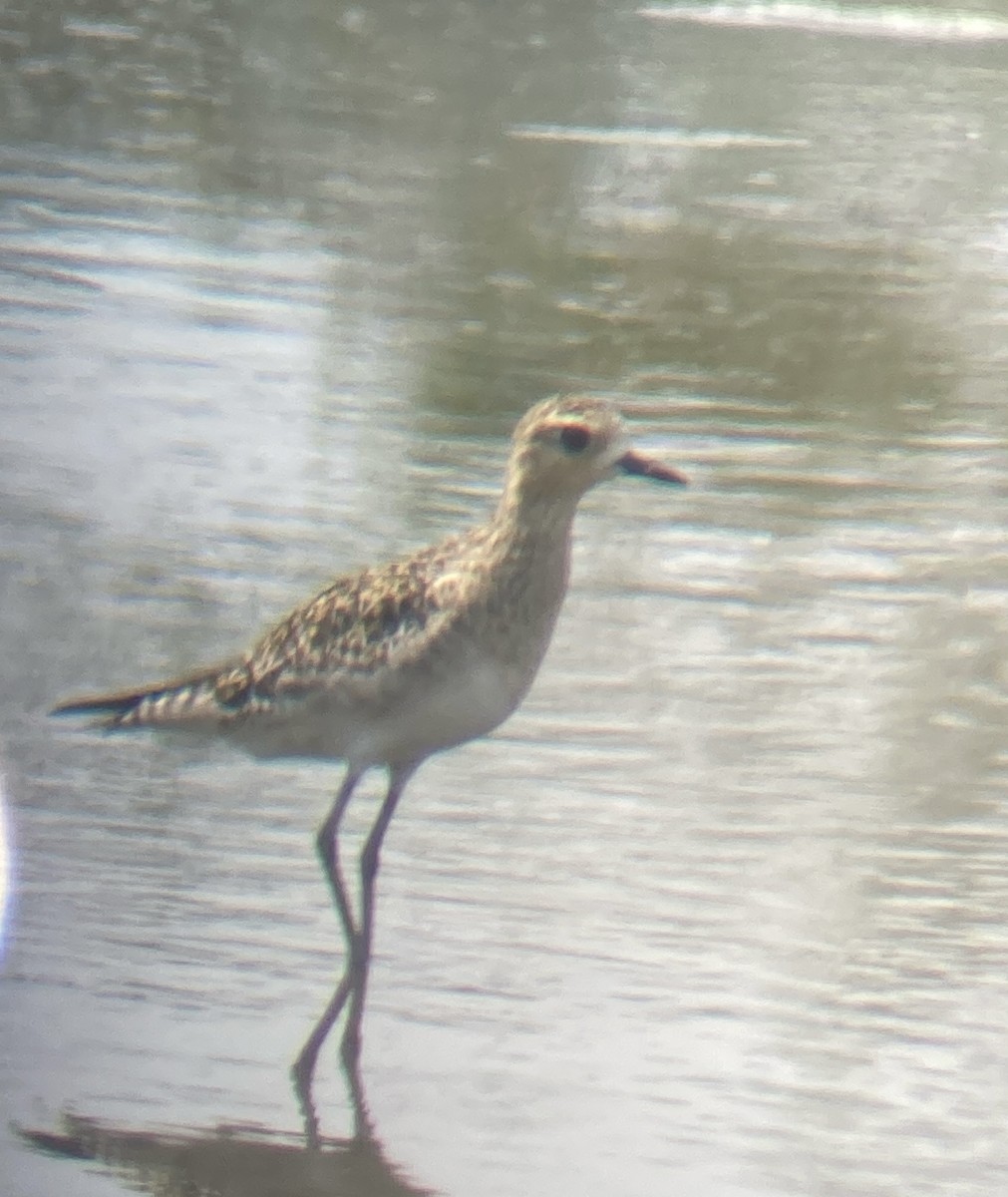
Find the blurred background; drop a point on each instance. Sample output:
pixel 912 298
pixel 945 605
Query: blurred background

* * *

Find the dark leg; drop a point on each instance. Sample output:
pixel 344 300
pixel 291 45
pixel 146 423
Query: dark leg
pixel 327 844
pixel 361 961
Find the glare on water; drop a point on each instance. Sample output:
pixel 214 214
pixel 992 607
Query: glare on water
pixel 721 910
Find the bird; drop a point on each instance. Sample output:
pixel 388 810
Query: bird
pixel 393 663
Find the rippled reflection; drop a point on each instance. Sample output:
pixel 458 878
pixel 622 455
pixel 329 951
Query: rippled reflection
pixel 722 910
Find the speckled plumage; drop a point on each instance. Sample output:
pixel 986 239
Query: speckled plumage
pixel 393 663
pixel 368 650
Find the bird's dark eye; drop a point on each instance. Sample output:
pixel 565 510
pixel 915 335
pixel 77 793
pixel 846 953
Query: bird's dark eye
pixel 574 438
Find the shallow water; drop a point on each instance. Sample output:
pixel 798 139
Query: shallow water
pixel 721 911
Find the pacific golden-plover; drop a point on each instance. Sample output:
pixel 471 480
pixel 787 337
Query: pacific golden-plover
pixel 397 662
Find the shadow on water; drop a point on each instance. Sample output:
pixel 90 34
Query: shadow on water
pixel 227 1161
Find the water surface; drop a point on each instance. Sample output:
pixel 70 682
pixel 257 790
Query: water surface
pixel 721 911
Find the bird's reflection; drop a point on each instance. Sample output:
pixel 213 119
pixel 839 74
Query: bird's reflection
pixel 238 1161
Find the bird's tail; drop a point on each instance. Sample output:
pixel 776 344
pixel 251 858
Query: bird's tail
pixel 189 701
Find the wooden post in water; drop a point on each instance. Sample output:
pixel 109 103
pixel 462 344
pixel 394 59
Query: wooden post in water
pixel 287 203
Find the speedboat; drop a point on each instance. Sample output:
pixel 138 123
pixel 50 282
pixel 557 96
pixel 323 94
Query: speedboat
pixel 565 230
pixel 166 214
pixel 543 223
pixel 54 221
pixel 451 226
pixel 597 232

TASK GOAL:
Reproduce the entries above word for word, starting at the line that has "Find the wooden" and stopping after the line that has "pixel 597 232". Both of those lines are included.

SOLUTION:
Find the wooden post in water; drop a point on each instance. Sample output:
pixel 109 103
pixel 462 344
pixel 394 59
Query: wooden post in water
pixel 287 203
Find the speedboat; drop a point on each instance. Sample output:
pixel 138 123
pixel 50 282
pixel 557 96
pixel 323 94
Query: speedboat
pixel 565 230
pixel 166 214
pixel 543 223
pixel 54 221
pixel 451 226
pixel 597 232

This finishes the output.